Raw records:
..............................

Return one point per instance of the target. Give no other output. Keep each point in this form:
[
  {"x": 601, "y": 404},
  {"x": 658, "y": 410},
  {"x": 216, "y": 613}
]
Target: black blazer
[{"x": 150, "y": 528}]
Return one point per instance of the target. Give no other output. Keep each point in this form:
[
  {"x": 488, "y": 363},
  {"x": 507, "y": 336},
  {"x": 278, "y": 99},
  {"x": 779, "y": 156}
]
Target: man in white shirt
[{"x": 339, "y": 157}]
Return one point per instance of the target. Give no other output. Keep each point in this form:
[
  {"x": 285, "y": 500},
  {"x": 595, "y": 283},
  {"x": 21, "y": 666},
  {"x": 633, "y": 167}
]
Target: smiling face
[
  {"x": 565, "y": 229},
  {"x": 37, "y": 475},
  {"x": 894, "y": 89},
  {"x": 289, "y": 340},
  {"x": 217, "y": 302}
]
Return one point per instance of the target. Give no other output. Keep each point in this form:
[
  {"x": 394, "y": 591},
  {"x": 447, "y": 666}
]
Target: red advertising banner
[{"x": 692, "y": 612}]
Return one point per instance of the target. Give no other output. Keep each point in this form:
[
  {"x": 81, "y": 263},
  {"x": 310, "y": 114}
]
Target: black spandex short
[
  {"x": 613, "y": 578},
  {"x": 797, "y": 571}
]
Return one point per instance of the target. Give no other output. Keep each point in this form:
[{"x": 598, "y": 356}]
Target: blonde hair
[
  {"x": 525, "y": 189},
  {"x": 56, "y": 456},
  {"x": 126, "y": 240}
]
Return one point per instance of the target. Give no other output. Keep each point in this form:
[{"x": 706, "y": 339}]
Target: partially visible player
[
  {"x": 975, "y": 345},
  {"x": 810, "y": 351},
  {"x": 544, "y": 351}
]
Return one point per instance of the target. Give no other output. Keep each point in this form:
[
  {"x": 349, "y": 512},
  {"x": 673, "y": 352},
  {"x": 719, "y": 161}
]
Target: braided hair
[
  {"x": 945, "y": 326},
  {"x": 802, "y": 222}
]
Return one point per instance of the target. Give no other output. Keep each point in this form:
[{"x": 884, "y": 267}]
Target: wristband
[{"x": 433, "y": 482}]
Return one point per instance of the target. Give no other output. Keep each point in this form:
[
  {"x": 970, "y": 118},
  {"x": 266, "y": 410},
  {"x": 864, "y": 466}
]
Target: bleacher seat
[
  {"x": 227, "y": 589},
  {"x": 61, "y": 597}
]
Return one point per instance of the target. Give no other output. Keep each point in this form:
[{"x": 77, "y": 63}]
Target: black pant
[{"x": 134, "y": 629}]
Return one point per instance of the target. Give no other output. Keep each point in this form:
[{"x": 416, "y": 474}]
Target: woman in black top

..............................

Directions: From the material above, copy every line containing the string "hair", matching case exactly.

Written answer:
Target: blonde hair
Target: braided hair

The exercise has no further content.